**Exercise**
Give back the whole listing exactly, line by line.

**Records for the task**
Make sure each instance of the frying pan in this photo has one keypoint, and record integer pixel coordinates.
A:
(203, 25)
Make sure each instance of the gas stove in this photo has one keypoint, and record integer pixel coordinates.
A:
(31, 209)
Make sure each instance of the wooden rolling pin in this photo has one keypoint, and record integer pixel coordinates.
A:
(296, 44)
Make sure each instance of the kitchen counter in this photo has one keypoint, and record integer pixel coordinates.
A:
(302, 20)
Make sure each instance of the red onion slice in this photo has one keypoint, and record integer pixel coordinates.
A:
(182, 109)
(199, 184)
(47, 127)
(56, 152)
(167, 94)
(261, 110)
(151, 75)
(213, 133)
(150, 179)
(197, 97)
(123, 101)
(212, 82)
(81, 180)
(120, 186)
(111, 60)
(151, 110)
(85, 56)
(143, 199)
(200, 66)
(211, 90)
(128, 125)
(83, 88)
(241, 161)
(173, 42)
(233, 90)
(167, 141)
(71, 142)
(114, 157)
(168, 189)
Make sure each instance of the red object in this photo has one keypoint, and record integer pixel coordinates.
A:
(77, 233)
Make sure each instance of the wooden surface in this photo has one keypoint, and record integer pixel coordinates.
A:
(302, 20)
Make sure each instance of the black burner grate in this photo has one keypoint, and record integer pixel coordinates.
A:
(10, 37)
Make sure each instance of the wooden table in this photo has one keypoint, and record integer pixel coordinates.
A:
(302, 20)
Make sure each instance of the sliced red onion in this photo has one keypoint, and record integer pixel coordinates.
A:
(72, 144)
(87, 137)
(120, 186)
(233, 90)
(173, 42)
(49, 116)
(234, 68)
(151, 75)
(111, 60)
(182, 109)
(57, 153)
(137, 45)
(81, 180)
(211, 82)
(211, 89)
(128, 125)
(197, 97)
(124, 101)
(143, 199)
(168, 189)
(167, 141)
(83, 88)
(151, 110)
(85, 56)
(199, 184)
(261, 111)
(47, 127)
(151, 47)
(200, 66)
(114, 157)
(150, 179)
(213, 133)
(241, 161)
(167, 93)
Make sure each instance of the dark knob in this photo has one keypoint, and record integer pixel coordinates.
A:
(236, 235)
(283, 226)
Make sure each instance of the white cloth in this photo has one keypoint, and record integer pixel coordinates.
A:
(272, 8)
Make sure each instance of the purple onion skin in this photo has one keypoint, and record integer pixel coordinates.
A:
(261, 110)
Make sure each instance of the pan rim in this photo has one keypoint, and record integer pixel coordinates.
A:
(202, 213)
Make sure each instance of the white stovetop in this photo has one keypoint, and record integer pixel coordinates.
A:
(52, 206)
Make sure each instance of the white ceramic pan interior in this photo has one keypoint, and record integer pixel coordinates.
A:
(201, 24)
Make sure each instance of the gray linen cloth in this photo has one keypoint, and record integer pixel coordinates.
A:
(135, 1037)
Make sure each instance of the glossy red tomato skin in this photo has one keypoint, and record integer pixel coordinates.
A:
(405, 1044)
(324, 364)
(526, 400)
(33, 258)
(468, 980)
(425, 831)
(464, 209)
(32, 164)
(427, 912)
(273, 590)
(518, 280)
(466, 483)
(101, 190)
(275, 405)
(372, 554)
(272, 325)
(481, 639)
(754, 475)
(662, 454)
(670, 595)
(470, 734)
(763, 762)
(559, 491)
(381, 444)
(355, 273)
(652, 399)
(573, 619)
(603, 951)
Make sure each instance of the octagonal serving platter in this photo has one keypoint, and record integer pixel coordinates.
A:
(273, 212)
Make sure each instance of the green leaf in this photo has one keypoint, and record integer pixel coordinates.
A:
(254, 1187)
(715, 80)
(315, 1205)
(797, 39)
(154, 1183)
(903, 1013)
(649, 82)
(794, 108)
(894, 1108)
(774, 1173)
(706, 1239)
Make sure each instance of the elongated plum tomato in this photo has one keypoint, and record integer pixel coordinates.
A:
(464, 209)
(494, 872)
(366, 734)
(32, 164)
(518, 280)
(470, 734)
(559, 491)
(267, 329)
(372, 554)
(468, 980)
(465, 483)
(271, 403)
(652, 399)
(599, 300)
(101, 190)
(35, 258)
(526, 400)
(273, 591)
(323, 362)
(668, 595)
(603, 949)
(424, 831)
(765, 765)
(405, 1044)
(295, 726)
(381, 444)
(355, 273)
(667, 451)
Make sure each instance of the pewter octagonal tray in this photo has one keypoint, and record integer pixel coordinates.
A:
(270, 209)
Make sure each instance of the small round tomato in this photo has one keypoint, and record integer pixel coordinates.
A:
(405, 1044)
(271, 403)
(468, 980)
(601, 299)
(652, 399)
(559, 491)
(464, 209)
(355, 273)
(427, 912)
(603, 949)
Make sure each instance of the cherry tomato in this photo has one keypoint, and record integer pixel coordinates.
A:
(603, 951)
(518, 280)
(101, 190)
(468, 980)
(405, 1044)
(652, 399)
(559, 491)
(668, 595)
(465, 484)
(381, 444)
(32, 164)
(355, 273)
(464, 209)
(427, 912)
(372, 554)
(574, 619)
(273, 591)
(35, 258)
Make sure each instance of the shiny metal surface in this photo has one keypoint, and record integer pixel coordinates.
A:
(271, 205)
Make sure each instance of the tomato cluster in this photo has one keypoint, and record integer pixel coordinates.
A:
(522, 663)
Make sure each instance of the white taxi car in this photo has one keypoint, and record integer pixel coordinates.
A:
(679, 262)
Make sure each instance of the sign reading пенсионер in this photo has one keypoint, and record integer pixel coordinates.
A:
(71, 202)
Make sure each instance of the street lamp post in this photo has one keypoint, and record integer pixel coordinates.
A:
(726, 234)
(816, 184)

**Result**
Make sure each instance of the frying pan in this photo has one keypoint, and record integer pixel coordinates.
A:
(203, 25)
Make sure each instance of the gas stove in this photo has one keypoint, and record integer pixel coordinates.
A:
(31, 209)
Make sure each instance of the wooden rolling pin in this photo has one keypoint, and record integer pixel coordinates.
A:
(296, 44)
Make sure each instance of the kitchen counter in this photo has one keypoint, and record integer pixel coordinates.
A:
(302, 20)
Make sure each instance of the red onion slice in this photo has one keypoint, and record integer pixel coordinates.
A:
(182, 109)
(199, 184)
(47, 127)
(56, 152)
(167, 94)
(261, 110)
(151, 75)
(213, 133)
(150, 179)
(197, 97)
(123, 101)
(212, 82)
(81, 180)
(120, 186)
(111, 60)
(151, 110)
(85, 56)
(143, 199)
(200, 66)
(211, 90)
(128, 125)
(83, 88)
(241, 161)
(173, 42)
(233, 90)
(167, 141)
(71, 142)
(114, 157)
(168, 189)
Make sure each instance of the red object in this photo has one keypoint, and record integer pixel coordinates.
A:
(77, 233)
Make sure each instance of the wooden surface in this photo has one keypoint, and record integer pixel coordinates.
A:
(302, 20)
Make sure each instance of the black burner grate in this photo has one keypoint, and record integer pixel coordinates.
A:
(10, 37)
Make sure each instance of the wooden table in this photo has one keypoint, and record integer pixel coordinates.
A:
(302, 20)
Make sure each instance of the sliced red onion in this photo has one keypoint, and record integer pixel coordinates.
A:
(72, 144)
(87, 137)
(120, 186)
(233, 90)
(173, 42)
(49, 116)
(234, 68)
(151, 75)
(111, 60)
(182, 109)
(57, 153)
(137, 45)
(81, 180)
(211, 82)
(211, 89)
(128, 125)
(197, 97)
(124, 101)
(143, 199)
(168, 189)
(167, 141)
(83, 88)
(151, 110)
(85, 56)
(199, 184)
(261, 111)
(47, 127)
(151, 47)
(200, 66)
(114, 157)
(150, 179)
(213, 133)
(241, 161)
(167, 93)
Make sure each instance of the dark knob in this photo has one keypoint, and record integer pixel coordinates.
A:
(236, 235)
(283, 226)
Make sure each instance of the white cloth in this photo has one keypoint, and record integer pixel coordinates.
A:
(272, 8)
Make sure each instance of the purple onion skin in this photo has one keypoint, and record integer pixel coordinates.
A:
(261, 110)
Make sure each instance of the pan rim in this photo has one keypoint, and record integer pixel coordinates.
A:
(202, 213)
Make sure each instance of the white stovetop in this photo has one keypoint, and record integer pixel coordinates.
A:
(52, 206)
Make sure each instance of the white ceramic pan interior in this photo has one keypoint, and record integer pixel coordinates.
A:
(201, 24)
Make sure each instance of the gray linen cloth in this photo has one keypoint, and record integer pixel coordinates.
A:
(135, 1037)
Make sure each instance of the glossy red tomato skin in this photo has one keypoint, and record integer pixel coordinates.
A:
(405, 1044)
(324, 364)
(526, 400)
(33, 258)
(468, 980)
(425, 831)
(464, 209)
(32, 164)
(427, 912)
(273, 590)
(518, 280)
(466, 483)
(101, 190)
(275, 405)
(372, 554)
(272, 325)
(481, 639)
(754, 475)
(662, 454)
(670, 595)
(470, 734)
(763, 762)
(559, 491)
(381, 444)
(355, 273)
(652, 399)
(573, 619)
(603, 951)
Make sure each instance of the octagonal serving platter in this photo has one keypoint, and record integer pixel coordinates.
A:
(273, 212)
Make sure each instance of the green leaf in this photo has one keypoint, and record integer pixel coordinates.
A:
(254, 1187)
(715, 80)
(315, 1205)
(797, 39)
(154, 1183)
(903, 1013)
(649, 82)
(794, 108)
(894, 1108)
(774, 1173)
(706, 1239)
Make sure each instance of the elongated plum tomato in this photo has one keypoint, and record integer pixel coordinates.
A:
(464, 209)
(494, 872)
(366, 734)
(32, 164)
(518, 280)
(470, 734)
(559, 491)
(267, 329)
(372, 554)
(468, 980)
(465, 483)
(271, 403)
(652, 399)
(599, 300)
(101, 190)
(35, 258)
(526, 400)
(273, 591)
(323, 362)
(668, 595)
(603, 949)
(424, 831)
(765, 765)
(405, 1044)
(295, 726)
(381, 444)
(355, 273)
(667, 451)
Make sure each instance of the pewter octagonal tray in this photo has one keypoint, and record integer pixel coordinates.
A:
(270, 209)
Make sure each instance of the small round tomato in this photo has one keypoint, and record integer pixel coordinates.
A:
(405, 1044)
(271, 403)
(468, 980)
(601, 299)
(652, 399)
(559, 491)
(464, 209)
(355, 273)
(427, 912)
(603, 949)
Make sure each instance of the cherry tomato in this photo has one keypoint, and record integer pixel coordinates.
A:
(603, 951)
(518, 280)
(101, 190)
(468, 980)
(405, 1044)
(652, 399)
(559, 491)
(668, 595)
(465, 484)
(381, 444)
(32, 164)
(355, 273)
(464, 209)
(427, 912)
(372, 554)
(574, 619)
(273, 591)
(35, 258)
Make sure each instance of the shiny metal surface in this photo has one keypoint, and record integer pixel coordinates.
A:
(271, 205)
Make sure each instance of the tomato cluster in this photo has one keypoint, and record integer pixel coordinates.
A:
(522, 663)
Make sure each instance of the white taxi car in this photo has one keypoint, and record integer pixel coordinates.
A:
(679, 262)
Make sure each instance of the sign reading пенсионер in this photo has one keypoint, and record integer pixel coordinates.
A:
(71, 202)
Make sure each instance of the street lamp post in this photo has one keypoint, and record integer pixel coordinates.
A:
(726, 234)
(816, 184)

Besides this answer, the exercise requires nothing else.